### Directions
1. In the text on purchase agreement forms, which form is listed for land acquisitions?
2. Could you put this sentence from the text on purchase agreement forms into Spanish: "Three basic categories of purchase agreements exist to formalize real estate transactions."
3. Can you carry the text on purchase agreement forms forward from its last sentence?

### Quoted passage
[start]
Form-of-the-week: Purchase Agreement (One-to-Four Residential Units – Conventional and Carryback Financing) – Form 150
For real estate transactions conveying fee ownership of a property, the primary document a buyer’s agent uses to negotiate their buyer’s acquisition of a property is a purchase agreement form. [See first tuesday Form 150-159]
The use of different varieties of purchase agreements is required for different types of properties and financing arrangements. The various purchase agreements comprise provisions necessary for the buyer’s agent to successfully negotiate the purchase of a particular type of property.
Three basic categories of purchase agreements exist to formalize real estate transactions. The categories are influenced primarily by legislation and court decisions addressing the handling by the seller’s agent of the disclosures and due diligence investigations required to market properties.
The three categories of purchase agreements are for:
- one-to-four unit residential property acquisitions [See first tuesday Form 150 – 153 and 155 – 157];
- other than one-to-four unit residential property acquisitions, such as for income-producing properties and owner-occupied business/farming properties [See first tuesday Form 154, 158-1 and 159]; and
- land acquisitions. [See first tuesday Form 158]
Within each category of purchase agreements, several variations exist. The variations cater to the specialized use of a property, the diverse arrangements for payment of the price, property conditions which affect value, and to loan discount approvals through a short sale with greater emphasis within the one-to-four unit residential property category.
[end]
### Listed entries
[start]
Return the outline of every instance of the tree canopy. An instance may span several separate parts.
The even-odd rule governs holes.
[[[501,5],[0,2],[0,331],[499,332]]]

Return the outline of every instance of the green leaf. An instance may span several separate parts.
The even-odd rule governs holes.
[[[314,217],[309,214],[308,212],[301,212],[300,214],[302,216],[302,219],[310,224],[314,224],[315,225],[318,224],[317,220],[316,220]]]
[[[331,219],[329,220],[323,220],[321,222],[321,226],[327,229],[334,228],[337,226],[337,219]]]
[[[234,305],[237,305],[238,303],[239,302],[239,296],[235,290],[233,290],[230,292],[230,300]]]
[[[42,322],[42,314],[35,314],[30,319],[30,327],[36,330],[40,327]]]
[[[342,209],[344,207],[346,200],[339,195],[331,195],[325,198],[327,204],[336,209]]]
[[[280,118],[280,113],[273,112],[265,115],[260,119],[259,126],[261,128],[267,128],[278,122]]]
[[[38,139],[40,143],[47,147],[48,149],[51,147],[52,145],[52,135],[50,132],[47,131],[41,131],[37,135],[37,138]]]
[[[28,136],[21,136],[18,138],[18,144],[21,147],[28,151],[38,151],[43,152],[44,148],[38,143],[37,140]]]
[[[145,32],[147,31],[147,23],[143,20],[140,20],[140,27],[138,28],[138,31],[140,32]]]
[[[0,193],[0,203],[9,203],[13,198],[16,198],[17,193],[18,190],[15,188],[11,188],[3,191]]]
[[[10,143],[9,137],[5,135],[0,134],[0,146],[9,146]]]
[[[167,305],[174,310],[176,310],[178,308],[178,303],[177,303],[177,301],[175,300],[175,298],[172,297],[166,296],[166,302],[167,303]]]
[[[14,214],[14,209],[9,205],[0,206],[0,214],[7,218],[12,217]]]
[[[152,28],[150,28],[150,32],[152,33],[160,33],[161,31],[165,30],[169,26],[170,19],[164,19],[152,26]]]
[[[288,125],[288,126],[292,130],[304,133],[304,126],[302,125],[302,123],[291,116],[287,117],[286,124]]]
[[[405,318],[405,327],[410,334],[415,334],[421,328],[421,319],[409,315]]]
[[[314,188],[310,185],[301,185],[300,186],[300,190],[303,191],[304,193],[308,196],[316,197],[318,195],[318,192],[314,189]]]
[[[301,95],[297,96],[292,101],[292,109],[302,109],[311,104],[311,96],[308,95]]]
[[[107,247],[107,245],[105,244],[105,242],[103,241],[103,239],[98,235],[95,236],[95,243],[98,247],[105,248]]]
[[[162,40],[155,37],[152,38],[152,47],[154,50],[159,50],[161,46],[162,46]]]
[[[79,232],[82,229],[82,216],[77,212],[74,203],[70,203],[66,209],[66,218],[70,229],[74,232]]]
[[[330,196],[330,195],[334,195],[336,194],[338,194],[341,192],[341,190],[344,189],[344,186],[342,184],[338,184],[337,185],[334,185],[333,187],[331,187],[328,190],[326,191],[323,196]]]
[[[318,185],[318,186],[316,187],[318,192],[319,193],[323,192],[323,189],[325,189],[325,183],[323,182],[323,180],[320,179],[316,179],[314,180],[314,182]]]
[end]
### Expected outputs
1. Form 158.

2. Existen tres categorías básicas de contratos de compraventa para formalizar las transacciones inmobiliarias.

3.
Analyzing the purchase agreement
Purchase agreements are a document used by buyers. Sellers and seller’s agents rarely use purchase agreements other than to accept a buyer’s offer. Seldom do they fill them out themselves, unless in the instance of a counteroffer. Thus, a buyer’s agent uses the first tuesday’s Purchase Agreement (One-to-Four Residential Units – Conventional and Carryback Financing) to prepare and submit the buyer’s written offer to purchase a one-to-four unit residential property to a seller and seller’s agent.
The pricing and terms for performance are limited to conventional financing, a takeover of existing mortgages and a carryback note or a combination of some of these arrangements. This purchase agreement is also properly used by sellers and their agents when confronted with a counteroffer situation. Used as a counteroffer, the seller’s agent prepares an entirely new purchase agreement, then submits it as their fresh offer to sell on terms different from those of an unacceptable purchase offer submitted by the buyer.
On acceptance, the purchase agreement becomes a binding written contract between the buyer and seller. To be enforceable, the price and terms for performance need to be clearly worded, concise and complete to prevent misunderstandings. To this end, first tuesday’s purchase agreement is a comprehensive “boilerplate” purchase agreement. It is designed as a checklist to avoid malpractice claims, containing all the provisions the buyer and their agent are to consider when preparing an offer. The various conventional financing arrangements and conditions a prudent buyer considers when making an offer to purchase are tightly worded for easy selection. [See first tuesday Form 150]
Components of the purchase agreement
Each Section of Form 150 has a separate purpose and need for enforcement. The segments include:
- Identification: The date and place of preparation for referencing the agreement, the name of the buyer, the amount of any good-faith deposit, a description of the real estate, an inventory of any personal property included in the transfer and the number of pages contained in the agreement and its addenda are set out as FACTS in Sections 1 and 2.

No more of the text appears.